■ **Data for the task**
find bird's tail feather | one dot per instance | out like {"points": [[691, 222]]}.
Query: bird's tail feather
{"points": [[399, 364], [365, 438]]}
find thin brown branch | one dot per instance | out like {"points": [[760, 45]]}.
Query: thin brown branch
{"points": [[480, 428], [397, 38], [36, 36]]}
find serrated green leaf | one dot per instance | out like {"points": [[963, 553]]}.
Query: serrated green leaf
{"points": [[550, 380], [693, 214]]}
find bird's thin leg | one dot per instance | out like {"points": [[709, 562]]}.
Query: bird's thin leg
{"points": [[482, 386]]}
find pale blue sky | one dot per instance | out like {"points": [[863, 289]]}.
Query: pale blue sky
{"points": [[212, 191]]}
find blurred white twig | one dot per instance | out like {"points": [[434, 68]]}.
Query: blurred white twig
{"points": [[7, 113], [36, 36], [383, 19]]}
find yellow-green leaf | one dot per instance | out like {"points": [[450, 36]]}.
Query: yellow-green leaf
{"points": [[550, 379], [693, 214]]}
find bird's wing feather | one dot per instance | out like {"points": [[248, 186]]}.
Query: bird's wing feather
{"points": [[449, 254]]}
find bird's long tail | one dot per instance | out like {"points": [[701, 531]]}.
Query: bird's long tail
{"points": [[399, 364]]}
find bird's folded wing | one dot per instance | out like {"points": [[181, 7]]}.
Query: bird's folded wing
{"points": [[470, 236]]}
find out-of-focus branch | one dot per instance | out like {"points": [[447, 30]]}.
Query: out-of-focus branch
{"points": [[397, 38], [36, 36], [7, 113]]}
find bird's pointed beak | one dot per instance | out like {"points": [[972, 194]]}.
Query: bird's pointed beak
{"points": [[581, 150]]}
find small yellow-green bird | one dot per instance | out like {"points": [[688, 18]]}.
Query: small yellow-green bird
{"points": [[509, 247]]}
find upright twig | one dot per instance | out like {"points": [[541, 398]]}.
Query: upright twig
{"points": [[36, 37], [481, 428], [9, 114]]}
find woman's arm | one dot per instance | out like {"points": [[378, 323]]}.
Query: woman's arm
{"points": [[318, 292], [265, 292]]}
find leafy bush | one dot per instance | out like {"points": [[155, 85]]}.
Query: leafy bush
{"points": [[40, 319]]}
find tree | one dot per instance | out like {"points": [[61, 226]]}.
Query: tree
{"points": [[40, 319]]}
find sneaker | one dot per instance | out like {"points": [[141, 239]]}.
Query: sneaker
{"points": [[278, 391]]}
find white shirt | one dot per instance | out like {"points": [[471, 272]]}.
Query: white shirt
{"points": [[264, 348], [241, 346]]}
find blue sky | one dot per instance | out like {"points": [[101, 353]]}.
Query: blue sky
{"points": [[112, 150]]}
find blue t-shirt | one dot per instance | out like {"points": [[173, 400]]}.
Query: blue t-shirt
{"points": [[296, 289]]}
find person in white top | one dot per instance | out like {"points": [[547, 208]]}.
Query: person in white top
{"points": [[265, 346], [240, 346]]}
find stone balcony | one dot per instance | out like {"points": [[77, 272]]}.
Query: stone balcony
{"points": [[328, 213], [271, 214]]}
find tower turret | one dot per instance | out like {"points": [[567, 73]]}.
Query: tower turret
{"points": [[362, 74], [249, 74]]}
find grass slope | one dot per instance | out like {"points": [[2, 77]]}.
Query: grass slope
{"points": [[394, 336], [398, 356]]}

■ **Description of the task**
Edit all of the data above so that each occurrence of "one dot per instance" becomes "one point per instance", and leave everything else unchanged.

■ **Result of this exercise**
find bird's tail feather | one point per instance | out like {"points": [[691, 222]]}.
Query: bird's tail feather
{"points": [[399, 364], [365, 438]]}
find thin brown branch | one point per instance | out like {"points": [[760, 45]]}.
Query: thin brown branch
{"points": [[480, 428], [397, 38], [36, 36]]}
find serrated green leaf | one point per instance | out like {"points": [[963, 553]]}.
Query: serrated green leaf
{"points": [[550, 380], [693, 214]]}
find bird's thin leg | one point per instance | out like {"points": [[709, 562]]}.
Query: bird's thin leg
{"points": [[482, 386]]}
find pale blue sky | one point per instance | out like {"points": [[863, 289]]}.
Query: pale blue sky
{"points": [[212, 191]]}
find blurred white twig | one point per instance | out like {"points": [[434, 68]]}.
Query: blurred white twig
{"points": [[7, 113], [36, 36], [383, 19]]}
find yellow-green leaf | one point per instance | out like {"points": [[450, 36]]}.
Query: yellow-green leaf
{"points": [[550, 379], [693, 214]]}
find bird's wing feather | one point per instance | out like {"points": [[248, 186]]}.
Query: bird's wing feather
{"points": [[449, 254]]}
find bird's long tail | one point per instance | out like {"points": [[701, 531]]}.
Query: bird's long tail
{"points": [[399, 364]]}
find bird's folded wing | one point per instance | out like {"points": [[181, 7]]}.
Query: bird's folded wing
{"points": [[470, 236]]}
find out-of-focus branch | one point per instance | out like {"points": [[447, 30]]}.
Query: out-of-focus branch
{"points": [[397, 38], [36, 36], [7, 113]]}
find bird's pointed beak | one point per instance | out like {"points": [[972, 194]]}.
Query: bird's pointed beak
{"points": [[581, 150]]}
find small yellow-green bird | one point per instance | out like {"points": [[688, 18]]}.
Query: small yellow-green bird
{"points": [[509, 247]]}
find upright twig | one point per instance | out like {"points": [[541, 398]]}.
Query: upright twig
{"points": [[36, 37], [481, 428], [9, 114]]}
find woman's arm | one point per instance | out like {"points": [[378, 323]]}.
Query: woman's arm
{"points": [[318, 292], [265, 292]]}
find leafy bush | one point per instance | out like {"points": [[155, 85]]}.
Query: leafy bush
{"points": [[40, 319]]}
find tree | one point per instance | out like {"points": [[61, 226]]}.
Query: tree
{"points": [[40, 319]]}
find sneaker | one point per instance | out like {"points": [[141, 239]]}.
Query: sneaker
{"points": [[278, 391]]}
find white shirt | one point per instance | out like {"points": [[471, 272]]}.
Query: white shirt
{"points": [[264, 348], [241, 346]]}
find blue sky | one point per instance | out like {"points": [[101, 353]]}.
Query: blue sky
{"points": [[112, 150]]}
find blue t-shirt | one point per instance | out like {"points": [[173, 400]]}.
Query: blue t-shirt
{"points": [[296, 289]]}
find person in white top | one point per instance | out like {"points": [[547, 208]]}.
Query: person in white top
{"points": [[265, 346], [240, 346]]}
find stone balcony | one point per instance | out like {"points": [[77, 272]]}.
Query: stone balcony
{"points": [[328, 213], [271, 214]]}
find tower turret | one point per instance | out like {"points": [[567, 73]]}.
Query: tower turret
{"points": [[362, 74], [249, 74]]}
find grass slope | one point per instance | out like {"points": [[2, 77]]}.
Query: grass slope
{"points": [[394, 336], [398, 356]]}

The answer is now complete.